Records
--*--

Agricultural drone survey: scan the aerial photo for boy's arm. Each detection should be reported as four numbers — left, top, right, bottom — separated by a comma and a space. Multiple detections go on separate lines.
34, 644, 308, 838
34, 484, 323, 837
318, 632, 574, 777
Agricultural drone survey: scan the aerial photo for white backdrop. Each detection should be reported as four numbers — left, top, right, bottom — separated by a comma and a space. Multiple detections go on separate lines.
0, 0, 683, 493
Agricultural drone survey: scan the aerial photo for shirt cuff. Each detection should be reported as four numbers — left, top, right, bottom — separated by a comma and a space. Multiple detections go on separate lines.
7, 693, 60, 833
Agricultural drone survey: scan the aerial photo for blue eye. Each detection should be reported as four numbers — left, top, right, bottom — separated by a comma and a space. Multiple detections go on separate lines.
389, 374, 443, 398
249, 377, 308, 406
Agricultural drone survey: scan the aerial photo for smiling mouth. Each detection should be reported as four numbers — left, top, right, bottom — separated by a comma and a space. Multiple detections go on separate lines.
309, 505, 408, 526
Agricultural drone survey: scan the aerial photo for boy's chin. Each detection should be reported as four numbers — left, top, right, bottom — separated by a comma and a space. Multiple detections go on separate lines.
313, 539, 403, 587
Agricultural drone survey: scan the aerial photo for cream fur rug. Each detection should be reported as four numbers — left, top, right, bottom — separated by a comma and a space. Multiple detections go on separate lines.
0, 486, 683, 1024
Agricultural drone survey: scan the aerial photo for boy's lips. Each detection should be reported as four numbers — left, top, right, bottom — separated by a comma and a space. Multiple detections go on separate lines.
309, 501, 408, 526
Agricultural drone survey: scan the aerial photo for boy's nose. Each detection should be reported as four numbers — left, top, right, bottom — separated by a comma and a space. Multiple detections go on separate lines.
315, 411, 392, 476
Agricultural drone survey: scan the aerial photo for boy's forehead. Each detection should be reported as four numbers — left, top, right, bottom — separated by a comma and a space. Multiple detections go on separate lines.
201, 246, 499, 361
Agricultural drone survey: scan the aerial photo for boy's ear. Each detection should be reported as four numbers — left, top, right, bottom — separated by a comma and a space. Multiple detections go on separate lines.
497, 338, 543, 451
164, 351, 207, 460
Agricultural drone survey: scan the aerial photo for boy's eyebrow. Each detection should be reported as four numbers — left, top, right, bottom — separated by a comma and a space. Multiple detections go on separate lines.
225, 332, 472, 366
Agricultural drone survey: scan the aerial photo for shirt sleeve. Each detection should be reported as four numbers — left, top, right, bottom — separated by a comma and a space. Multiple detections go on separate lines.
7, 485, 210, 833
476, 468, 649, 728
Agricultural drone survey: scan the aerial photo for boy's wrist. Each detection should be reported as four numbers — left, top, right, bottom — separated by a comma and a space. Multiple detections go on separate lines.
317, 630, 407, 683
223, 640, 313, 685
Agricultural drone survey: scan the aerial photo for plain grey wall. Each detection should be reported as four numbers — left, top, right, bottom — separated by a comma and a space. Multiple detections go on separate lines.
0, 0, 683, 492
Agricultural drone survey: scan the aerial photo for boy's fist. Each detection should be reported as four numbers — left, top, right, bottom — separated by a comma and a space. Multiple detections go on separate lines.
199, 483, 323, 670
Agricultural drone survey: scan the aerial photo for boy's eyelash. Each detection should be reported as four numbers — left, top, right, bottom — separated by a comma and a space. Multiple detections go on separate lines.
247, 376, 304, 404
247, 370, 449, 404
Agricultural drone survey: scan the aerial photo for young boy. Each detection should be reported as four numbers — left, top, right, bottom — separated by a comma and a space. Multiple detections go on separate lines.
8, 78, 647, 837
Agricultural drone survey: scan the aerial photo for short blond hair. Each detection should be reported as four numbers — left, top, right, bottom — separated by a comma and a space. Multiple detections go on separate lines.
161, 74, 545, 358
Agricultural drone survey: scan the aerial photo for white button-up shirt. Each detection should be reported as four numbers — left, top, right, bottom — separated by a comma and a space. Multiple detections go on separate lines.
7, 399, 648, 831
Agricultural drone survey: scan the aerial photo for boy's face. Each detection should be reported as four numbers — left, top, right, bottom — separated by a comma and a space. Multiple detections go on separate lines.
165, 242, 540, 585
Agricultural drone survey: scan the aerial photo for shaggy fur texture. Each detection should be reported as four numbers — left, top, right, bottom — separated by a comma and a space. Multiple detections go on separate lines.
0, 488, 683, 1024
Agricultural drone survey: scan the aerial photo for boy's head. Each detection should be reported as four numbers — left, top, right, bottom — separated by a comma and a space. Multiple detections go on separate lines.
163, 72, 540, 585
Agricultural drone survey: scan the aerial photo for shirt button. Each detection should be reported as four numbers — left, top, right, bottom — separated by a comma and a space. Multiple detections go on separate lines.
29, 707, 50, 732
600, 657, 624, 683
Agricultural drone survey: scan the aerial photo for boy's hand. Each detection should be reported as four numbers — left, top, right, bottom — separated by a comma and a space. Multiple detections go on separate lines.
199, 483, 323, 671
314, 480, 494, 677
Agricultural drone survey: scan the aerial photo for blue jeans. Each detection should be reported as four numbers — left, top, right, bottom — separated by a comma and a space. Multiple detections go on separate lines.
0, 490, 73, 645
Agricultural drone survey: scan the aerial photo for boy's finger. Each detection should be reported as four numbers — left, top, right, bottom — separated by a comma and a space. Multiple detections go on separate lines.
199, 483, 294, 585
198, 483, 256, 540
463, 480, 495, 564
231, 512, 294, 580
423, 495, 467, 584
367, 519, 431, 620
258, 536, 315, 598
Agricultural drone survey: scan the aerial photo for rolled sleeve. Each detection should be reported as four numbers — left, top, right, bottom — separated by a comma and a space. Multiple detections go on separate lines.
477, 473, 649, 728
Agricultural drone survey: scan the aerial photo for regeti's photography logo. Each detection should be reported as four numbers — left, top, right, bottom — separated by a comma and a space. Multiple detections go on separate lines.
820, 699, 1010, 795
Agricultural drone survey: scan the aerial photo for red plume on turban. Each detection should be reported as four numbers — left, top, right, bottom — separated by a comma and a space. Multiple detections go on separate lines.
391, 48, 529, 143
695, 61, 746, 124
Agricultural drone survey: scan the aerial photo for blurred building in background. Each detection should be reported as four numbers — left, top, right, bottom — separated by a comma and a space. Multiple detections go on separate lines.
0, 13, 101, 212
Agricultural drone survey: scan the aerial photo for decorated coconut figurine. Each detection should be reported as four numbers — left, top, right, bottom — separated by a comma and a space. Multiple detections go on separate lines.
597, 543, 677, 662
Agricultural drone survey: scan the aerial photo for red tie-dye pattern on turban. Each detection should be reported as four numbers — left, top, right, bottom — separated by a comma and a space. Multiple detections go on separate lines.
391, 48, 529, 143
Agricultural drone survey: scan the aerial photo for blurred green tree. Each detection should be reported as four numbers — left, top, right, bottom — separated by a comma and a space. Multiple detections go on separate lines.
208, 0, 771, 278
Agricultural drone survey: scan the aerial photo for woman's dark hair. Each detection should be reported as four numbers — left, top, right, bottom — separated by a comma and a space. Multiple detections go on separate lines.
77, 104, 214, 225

--*--

**Work to be completed**
Copy the stretch of the listing from the line containing "Agricultural drone survey: scan the aerial photo for shaggy" through the line containing "600, 657, 624, 683", including both of those lines. Reproduce every line character for character, with no changes.

**Final answer**
Agricultural drone survey: scan the aerial photo for shaggy fur texture. Each detection should be reported as four numbers — left, top, right, bottom — separated by a comma and a space. Multiple detections go on separate lines.
0, 488, 683, 1024
Agricultural drone survey: scan the aerial photo for boy's head. Each detection should be reported as four numbers — left, top, right, bottom — separated by a comma and a space. Multiple detections go on separate lines.
163, 72, 540, 585
Agricultural drone survey: scan the aerial photo for shirt button. Each detection should be reported as four numbers — left, top, right, bottom — separated by a comma and a space. Multiple detections go on separate lines.
29, 707, 50, 732
600, 657, 624, 683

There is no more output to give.